• _Data extract_:
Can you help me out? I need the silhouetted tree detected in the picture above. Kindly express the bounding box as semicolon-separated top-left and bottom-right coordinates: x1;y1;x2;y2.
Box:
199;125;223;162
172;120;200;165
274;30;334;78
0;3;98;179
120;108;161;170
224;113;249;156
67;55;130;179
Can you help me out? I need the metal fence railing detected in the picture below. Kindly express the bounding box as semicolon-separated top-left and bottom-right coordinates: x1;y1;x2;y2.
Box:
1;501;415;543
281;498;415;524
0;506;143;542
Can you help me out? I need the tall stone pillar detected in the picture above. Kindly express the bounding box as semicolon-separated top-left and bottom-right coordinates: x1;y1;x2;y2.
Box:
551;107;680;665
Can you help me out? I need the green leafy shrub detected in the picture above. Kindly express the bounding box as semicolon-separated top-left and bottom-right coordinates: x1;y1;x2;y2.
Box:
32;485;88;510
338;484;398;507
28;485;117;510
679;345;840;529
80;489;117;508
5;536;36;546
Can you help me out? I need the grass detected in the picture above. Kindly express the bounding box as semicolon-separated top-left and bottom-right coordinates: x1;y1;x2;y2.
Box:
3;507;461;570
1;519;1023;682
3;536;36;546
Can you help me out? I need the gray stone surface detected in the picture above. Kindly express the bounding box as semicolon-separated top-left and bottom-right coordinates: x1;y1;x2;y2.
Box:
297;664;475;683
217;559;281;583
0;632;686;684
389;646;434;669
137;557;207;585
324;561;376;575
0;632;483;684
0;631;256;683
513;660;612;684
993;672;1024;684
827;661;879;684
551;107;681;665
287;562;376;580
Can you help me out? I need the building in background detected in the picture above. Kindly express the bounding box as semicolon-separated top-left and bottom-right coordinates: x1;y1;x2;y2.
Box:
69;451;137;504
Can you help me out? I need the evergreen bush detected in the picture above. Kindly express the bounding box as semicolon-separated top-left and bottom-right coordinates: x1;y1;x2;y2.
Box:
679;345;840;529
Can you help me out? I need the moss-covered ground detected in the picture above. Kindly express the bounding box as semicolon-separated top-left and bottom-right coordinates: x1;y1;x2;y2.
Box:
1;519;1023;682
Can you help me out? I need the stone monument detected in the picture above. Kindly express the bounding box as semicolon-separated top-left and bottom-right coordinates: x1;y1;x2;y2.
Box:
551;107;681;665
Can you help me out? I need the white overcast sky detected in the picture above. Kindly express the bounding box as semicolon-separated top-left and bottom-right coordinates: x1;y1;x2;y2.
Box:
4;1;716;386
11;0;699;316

• _Exercise_:
Reproduce the lines above. Leave each one as it is.

• _Solution_:
Can you help me out? I need the silhouetted tree detected in the picture above. Kindly express the bounding box as semicolon-separated top-left and bottom-right coordinates: x1;y1;x2;y2.
Box:
199;125;223;162
172;120;200;165
274;30;334;78
0;3;98;179
120;108;161;170
224;113;249;156
67;55;130;179
Can you help me out? I need the metal fence railing detected in the picture below. Kindly express the bounding box as semicolon-separated top-left and bottom-right coordinates: x1;y1;x2;y2.
Box:
1;501;415;543
281;498;415;524
0;506;143;542
Can you help me out? I need the tall stone pillar detected in the picture above. Kindly express the bounding box as semicolon-separated top-left and bottom-right coordinates: x1;y1;x2;y2.
Box:
551;107;680;665
Can you help me out? I need the green leafy shrub detected in the picture above. Kindly express the bounding box as semicolon-separated top-left and bottom-right coordinates: x1;y1;x2;y2.
Box:
32;485;88;510
338;484;398;507
28;485;117;510
679;345;840;529
80;489;117;508
5;536;36;546
Can you help me out? I need the grass detected in the picture above. Kindly express the bounding box as semicolon-separated top-left and bottom-right coordinates: x1;y1;x2;y2.
Box:
3;507;461;570
1;519;1023;682
3;536;36;546
Can you help me out? I need the gray stone surface detected in the picture above. Kindly express the bounding box as semicolon-separated top-left and bottom-right coordinates: x1;y1;x2;y2.
Box:
297;664;475;683
217;559;281;583
0;632;686;684
389;646;434;669
137;557;207;585
324;561;376;575
0;632;483;684
0;631;256;683
513;660;612;684
993;672;1024;684
827;661;879;684
551;107;681;665
287;562;376;580
Can you help me out? I need the building in background detected in the picture above. Kindly express the bounding box as semicolon-separated top-left and bottom-right coordinates: x1;y1;x2;y2.
Box:
69;451;137;504
Can you help me out? I need the evergreen bush detected in the picture above. Kindly express the bounding box as semicolon-separated top-left and bottom-right coordinates: x1;y1;x2;y2.
Box:
679;345;840;529
Can you help me out? I need the moss-covered ground detected in the picture above. Kindly express the bounding box as semicolon-separated top-left and bottom-right coordinates: x1;y1;x2;y2.
Box:
1;519;1023;682
Can you help me out? I need the stone monument detected in the picture above. Kindly express the bounding box as semicolon-separated top-left and bottom-right coordinates: x1;y1;x2;y2.
Box:
551;107;681;665
Can you help me out? I need the white overcast sky detected in the picture above. Kindly express the bounding box as semicolon-separated top-left and bottom-right coordinates: x1;y1;x2;y2.
Box:
4;1;716;386
11;0;699;316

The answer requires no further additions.